[課題概要 1]
本文がトラックドライバーについて、全産業平均やほかの業種と比べて示している点をすべて挙げてください。
[課題概要 2]
本文のうち、「https://arrows-healthcare.com/article/articles?acd=10073」から始まり「年にわたり訴えれていました。」で終わる部分を書き写してください。

[抜粋本文]
+ + +

以前のコラムで医療業界の2024年問題について取り上げましたが、物流業界にも2024年問題があり、その影響が医療業界にも及ぶと言われています。

そこで今回は物流2024年問題が医療業界(医療機器)にどんな影響を与えるか調べてみました。


参考:-医師の働き方改革- 2024年から始まります。

https://arrows-healthcare.com/article/articles?acd=10073


物流2024年問題とは

自動車運転業務についても適用が開始される働き方改革関連法の「時間外労働の上限規制」に伴って発生する物流課題のことを指します。

トラックドライバーの年間労働時間は全産業平均に比べ2割程度長く、 労災請求件数、支給決定件数ともに最も多い業種となっており、労働環境を改善する必要があると永年にわたり訴えれていました。

+ + +

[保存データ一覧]
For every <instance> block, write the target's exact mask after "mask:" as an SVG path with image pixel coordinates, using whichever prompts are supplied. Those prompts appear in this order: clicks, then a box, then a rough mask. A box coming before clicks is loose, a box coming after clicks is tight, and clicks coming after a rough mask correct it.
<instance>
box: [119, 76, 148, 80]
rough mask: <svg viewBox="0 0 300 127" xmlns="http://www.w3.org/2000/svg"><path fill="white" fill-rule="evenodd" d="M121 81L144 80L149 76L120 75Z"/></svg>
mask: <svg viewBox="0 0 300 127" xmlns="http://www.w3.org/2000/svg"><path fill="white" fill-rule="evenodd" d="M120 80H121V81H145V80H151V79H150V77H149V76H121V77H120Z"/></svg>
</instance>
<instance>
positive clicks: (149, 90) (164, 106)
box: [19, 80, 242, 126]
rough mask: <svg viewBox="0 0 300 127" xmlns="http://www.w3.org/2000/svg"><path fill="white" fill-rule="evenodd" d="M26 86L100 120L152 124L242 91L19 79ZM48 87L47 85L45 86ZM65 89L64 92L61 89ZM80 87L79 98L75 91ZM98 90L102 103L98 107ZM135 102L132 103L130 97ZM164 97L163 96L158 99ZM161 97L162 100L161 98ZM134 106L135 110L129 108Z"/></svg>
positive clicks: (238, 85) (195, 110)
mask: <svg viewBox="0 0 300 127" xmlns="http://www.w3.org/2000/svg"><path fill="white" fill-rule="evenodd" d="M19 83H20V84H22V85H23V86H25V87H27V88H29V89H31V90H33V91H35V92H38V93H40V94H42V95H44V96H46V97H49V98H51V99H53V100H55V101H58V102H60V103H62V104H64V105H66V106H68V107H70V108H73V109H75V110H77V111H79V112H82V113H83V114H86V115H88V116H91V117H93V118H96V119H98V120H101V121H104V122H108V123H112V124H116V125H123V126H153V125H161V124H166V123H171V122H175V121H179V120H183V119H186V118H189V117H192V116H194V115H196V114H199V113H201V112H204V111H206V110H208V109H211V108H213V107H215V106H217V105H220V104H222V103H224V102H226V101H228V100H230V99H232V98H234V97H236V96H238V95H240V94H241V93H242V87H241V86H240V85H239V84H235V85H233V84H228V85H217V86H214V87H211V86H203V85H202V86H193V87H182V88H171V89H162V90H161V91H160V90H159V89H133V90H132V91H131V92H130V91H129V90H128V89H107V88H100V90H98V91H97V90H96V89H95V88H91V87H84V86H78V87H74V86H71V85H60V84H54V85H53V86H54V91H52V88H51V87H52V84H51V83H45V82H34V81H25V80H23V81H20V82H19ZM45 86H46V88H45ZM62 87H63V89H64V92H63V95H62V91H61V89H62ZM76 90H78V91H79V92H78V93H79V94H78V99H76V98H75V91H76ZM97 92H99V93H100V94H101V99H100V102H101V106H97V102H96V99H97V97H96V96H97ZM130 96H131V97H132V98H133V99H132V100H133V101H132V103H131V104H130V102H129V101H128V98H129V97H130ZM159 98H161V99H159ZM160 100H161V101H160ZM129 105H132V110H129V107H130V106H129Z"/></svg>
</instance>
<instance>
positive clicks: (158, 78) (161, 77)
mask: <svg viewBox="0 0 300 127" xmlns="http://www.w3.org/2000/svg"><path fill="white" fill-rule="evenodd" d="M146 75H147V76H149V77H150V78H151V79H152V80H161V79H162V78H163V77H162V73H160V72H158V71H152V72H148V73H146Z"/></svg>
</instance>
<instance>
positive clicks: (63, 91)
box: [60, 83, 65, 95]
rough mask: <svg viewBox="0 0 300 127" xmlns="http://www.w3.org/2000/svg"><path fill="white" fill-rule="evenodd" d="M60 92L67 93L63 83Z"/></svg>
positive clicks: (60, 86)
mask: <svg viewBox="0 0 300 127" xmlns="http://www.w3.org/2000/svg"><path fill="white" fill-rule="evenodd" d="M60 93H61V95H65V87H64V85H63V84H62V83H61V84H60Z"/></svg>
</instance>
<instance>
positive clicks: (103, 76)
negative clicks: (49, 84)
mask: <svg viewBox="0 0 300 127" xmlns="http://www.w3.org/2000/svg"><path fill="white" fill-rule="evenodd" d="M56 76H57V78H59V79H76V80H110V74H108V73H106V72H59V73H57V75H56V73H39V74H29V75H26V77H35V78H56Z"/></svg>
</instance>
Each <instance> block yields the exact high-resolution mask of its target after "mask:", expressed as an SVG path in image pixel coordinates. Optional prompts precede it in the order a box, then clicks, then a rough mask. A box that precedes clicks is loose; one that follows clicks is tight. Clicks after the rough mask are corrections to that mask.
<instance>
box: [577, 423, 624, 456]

+ + +

[想定解答 1]
・年間労働時間が全産業平均に比べ2割程度長い
・労災請求件数が最も多い業種である
・支給決定件数が最も多い業種である

[想定解答 2]
https://arrows-healthcare.com/article/articles?acd=10073


物流2024年問題とは

自動車運転業務についても適用が開始される働き方改革関連法の「時間外労働の上限規制」に伴って発生する物流課題のことを指します。

トラックドライバーの年間労働時間は全産業平均に比べ2割程度長く、 労災請求件数、支給決定件数ともに最も多い業種となっており、労働環境を改善する必要があると永年にわたり訴えれていました。